# Texte extrait
Cette loi nous propose d'aller mal, à vie. Elle est totalement contre-productive. Qui y gagne ? Ni les malades, ni la société, ni la sécurité.
Déjà, nous connaissons depuis quelques années une augmentation des hospitalisations d'office, pas parce que nous sommes plus dangereux ou plus nombreux à être malades, mais parce que beaucoup de structures de proximité, intermédiaires, qui accueillaient la parole des patients, on été fermées, alors qu'elles constituaient un véritable outil de prévention des risques et dont se saisissaient les patients. Celles qui restent manquent de moyens, de personnel, les attentes pour des rendez-vous sont dangereusement longues. Telle structure a vu en quelques mois son nombre d'hospitalisations d'office être multiplié par... 10 ! Par 10 ! Alors que les pathologies restent les mêmes. Que se passe-t-il ? Le préfet semble signer l'enfermement à tour de bras, comme le psychiatre, mais hésite à signer les levées : ils ont peur d'être jugés trop laxistes... non pour le bien du patient, ni pour celui de la société ! Voici des conséquences déjà visibles de l'esprit de cette loi.

# Données enregistrées
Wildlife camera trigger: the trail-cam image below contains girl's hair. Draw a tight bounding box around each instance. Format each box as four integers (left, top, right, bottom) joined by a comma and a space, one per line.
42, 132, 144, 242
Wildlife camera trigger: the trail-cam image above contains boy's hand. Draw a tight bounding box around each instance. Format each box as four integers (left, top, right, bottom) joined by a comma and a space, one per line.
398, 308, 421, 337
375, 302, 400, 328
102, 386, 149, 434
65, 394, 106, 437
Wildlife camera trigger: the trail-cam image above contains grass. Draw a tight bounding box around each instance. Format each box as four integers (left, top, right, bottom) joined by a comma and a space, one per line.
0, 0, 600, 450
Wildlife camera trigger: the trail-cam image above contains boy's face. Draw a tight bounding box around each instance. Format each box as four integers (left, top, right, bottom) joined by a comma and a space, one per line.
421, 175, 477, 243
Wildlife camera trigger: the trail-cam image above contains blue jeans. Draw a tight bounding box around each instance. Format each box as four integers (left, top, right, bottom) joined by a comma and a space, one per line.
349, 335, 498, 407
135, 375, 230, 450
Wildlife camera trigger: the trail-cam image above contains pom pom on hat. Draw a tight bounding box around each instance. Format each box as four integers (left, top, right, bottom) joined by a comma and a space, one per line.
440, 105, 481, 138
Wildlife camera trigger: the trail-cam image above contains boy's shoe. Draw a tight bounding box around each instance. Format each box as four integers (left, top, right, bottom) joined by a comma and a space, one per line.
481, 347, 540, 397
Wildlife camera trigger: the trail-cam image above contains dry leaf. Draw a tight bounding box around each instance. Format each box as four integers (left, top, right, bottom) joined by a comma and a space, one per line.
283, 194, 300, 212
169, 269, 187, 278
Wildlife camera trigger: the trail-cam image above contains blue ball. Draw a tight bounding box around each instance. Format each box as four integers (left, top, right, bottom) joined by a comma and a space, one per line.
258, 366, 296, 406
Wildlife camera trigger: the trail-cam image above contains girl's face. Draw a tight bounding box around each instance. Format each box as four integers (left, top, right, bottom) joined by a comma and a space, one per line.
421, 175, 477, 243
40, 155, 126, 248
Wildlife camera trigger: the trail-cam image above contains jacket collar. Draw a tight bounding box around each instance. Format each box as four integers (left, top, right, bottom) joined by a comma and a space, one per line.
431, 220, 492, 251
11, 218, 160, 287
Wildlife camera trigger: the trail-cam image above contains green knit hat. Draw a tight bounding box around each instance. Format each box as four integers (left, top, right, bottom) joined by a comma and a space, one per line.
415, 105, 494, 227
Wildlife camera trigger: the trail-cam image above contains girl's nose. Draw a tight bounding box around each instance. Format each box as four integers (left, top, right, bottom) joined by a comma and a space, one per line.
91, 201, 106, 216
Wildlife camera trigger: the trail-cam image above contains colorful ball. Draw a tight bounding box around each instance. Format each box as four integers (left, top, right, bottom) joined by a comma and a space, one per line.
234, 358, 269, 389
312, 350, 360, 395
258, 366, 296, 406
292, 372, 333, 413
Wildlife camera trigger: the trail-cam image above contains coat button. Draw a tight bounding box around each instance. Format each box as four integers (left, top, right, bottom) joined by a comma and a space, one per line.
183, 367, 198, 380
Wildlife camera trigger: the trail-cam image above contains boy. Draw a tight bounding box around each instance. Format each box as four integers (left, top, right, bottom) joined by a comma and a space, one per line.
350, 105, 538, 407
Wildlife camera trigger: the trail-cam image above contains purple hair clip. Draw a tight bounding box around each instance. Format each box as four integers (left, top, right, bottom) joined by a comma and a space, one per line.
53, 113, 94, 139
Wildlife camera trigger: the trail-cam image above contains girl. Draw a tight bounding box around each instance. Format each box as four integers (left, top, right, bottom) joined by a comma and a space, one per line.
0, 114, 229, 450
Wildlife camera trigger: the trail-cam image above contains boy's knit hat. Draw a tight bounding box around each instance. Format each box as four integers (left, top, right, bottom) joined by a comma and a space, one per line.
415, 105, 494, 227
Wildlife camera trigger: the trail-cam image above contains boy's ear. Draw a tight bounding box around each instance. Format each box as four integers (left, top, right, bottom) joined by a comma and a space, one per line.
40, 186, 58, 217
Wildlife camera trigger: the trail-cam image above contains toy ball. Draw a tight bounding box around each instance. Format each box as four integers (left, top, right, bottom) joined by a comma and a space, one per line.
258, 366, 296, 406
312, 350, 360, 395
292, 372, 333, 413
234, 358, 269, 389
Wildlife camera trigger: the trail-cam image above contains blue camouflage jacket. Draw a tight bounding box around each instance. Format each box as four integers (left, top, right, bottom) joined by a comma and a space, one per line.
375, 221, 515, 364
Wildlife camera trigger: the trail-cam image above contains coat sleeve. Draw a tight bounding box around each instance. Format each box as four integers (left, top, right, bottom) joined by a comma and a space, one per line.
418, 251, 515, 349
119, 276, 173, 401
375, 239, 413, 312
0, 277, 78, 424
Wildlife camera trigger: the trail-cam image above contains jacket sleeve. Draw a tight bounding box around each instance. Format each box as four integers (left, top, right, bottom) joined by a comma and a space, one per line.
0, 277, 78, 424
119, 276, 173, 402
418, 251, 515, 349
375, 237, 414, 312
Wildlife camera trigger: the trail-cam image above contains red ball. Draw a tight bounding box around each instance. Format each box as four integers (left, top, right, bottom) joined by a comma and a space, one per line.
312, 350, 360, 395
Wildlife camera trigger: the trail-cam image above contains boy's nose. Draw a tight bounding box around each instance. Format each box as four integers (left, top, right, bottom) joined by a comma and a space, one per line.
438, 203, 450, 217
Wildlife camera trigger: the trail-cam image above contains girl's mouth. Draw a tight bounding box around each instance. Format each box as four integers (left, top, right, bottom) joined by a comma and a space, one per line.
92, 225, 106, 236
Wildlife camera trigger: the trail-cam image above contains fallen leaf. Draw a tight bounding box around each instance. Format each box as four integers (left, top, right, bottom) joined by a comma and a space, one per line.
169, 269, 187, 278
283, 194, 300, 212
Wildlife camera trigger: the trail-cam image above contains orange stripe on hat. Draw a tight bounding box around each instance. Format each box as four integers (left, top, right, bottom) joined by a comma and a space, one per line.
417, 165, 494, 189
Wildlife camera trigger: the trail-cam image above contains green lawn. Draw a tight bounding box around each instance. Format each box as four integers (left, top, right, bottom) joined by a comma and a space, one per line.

# Consigne A
Reformulez sous forme de liste le paragraphe du texte sur les hospitalisations d'office qui commence par « Déjà, nous connaissons ». Conservez-en les faits principaux.
# Consigne B
Poursuivez le texte sur les hospitalisations d'office à partir de sa dernière phrase.

# Réponse proposée A
- Les hospitalisations d'office augmentent depuis quelques années. Les patients ne sont pourtant ni plus dangereux ni plus nombreux à être malades.
- Cette hausse vient de la fermeture de nombreuses structures de proximité intermédiaires. Elles accueillaient la parole des patients et servaient d'outil de prévention des risques.
- Les structures restantes manquent de moyens et de personnel, et les délais pour obtenir un rendez-vous sont dangereusement longs.
- Dans une structure, le nombre d'hospitalisations d'office a été multiplié par 10 en quelques mois, alors que les pathologies restent les mêmes.
- Le préfet et le psychiatre signent facilement l'enfermement mais hésitent à signer les levées, par peur d'être jugés trop laxistes, et non pour le bien du patient ou de la société.
- Ce sont des conséquences déjà visibles de l'esprit de cette loi.

# Réponse proposée B
Toute hospitalisation d'office est toujours extrêmement violente pour le patient. Tous nos témoignages personnels sont terrifiants. Nous en gardons un traumatisme à vie. L'hospitalisation doit de toute façon être soigneusement réfléchie et durer le moins possible. Or ce n'est pas du tout le sens de cette loi.
Si le grand public et notre entourage sont amenés à penser que nous sommes dangereux au point de nous contraindre, de nous enfermer à ce point, de nous contrôler à ce point, de nous "judiciariser" et qui plus est, d'urgence, quelle image de nous et quelle réaction vont-ils avoir ? Et nous, quelle image pouvons-nous avoir de nous-mêmes ? Et vous, si vous craquez ? Comment va se comporter une population persuadée que tous les malades sont dangereux, ou que tous les dangereux sont enfermés ?
Aussi, dans un souci d'efficacité des soins, comme dans un souci d'une société capable de se pencher avec raison sur les véritables dangerosités dans notre vie à tous, dans un souci de justice et de justesse, nous refusons chaque terme de cette réforme. Ces actes risquent d'être perpétrés en votre nom, en notre nom.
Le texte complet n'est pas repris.